_SOURCE DATA_.
-- Opening Marker --

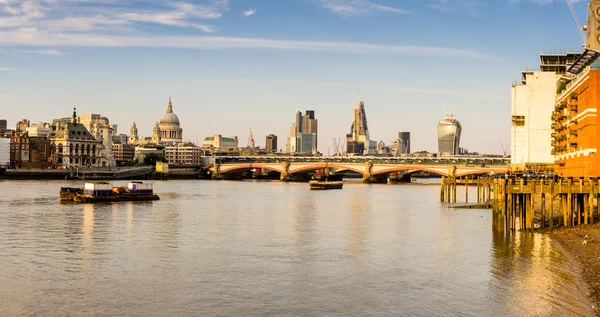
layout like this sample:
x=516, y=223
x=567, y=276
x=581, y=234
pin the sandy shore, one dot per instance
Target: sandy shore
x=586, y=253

-- Closing Marker --
-- Opening Marker --

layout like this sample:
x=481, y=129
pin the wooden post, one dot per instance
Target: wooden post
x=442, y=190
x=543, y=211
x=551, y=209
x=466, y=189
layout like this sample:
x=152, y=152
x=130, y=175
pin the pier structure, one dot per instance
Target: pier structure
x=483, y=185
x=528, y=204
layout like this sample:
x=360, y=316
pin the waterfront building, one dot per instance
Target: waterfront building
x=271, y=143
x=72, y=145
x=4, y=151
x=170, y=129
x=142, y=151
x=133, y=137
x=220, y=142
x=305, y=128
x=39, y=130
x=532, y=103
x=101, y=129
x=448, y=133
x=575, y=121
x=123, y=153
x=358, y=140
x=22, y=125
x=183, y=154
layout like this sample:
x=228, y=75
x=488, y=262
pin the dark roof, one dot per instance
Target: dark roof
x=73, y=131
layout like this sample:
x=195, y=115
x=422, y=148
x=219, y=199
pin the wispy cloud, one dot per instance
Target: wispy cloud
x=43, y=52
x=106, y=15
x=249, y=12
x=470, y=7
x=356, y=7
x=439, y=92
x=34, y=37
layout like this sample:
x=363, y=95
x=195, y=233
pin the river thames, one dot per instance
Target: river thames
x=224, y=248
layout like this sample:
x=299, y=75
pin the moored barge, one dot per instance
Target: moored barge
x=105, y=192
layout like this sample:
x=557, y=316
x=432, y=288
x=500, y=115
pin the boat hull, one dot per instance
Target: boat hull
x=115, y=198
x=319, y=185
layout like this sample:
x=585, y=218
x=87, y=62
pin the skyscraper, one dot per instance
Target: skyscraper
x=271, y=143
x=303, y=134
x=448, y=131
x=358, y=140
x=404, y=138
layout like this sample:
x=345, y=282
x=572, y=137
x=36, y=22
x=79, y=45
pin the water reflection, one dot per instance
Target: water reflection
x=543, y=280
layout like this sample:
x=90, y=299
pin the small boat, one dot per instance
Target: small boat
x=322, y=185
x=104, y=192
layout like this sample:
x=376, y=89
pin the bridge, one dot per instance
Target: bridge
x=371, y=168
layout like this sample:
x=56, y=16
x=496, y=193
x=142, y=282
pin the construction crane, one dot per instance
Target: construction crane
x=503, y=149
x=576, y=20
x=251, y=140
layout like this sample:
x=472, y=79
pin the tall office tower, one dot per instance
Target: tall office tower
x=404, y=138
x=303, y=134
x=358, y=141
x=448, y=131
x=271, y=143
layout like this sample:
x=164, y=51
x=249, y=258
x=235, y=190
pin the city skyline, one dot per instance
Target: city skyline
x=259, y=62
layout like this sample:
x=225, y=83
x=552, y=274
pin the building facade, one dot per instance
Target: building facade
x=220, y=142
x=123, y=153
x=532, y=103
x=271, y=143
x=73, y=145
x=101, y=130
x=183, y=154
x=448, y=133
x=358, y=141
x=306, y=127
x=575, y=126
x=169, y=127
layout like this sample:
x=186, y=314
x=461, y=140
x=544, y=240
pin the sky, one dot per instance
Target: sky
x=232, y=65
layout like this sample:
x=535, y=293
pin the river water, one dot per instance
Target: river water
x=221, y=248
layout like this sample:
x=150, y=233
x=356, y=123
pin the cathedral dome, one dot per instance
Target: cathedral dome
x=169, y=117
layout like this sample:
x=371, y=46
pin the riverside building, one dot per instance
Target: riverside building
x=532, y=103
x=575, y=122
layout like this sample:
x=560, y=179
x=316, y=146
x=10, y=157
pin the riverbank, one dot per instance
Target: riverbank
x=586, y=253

-- Closing Marker --

_TASK OBJECTIVE_. When you reach the line holding "x=557, y=316" in the records above, begin reproducing exactly, stop after the line holding "pin the water reflection, one", and output nothing else.

_RESULT OF THIS EXERCISE_.
x=557, y=316
x=432, y=288
x=500, y=115
pin the boat hull, one dot per instance
Target: boat hull
x=115, y=198
x=319, y=185
layout like this sample:
x=585, y=218
x=87, y=62
pin the skyscraper, one dot per instance
Target: skyscraper
x=271, y=143
x=303, y=134
x=448, y=131
x=358, y=140
x=404, y=138
layout like this sample:
x=345, y=282
x=572, y=137
x=36, y=22
x=79, y=45
pin the water reflection, one dot per instance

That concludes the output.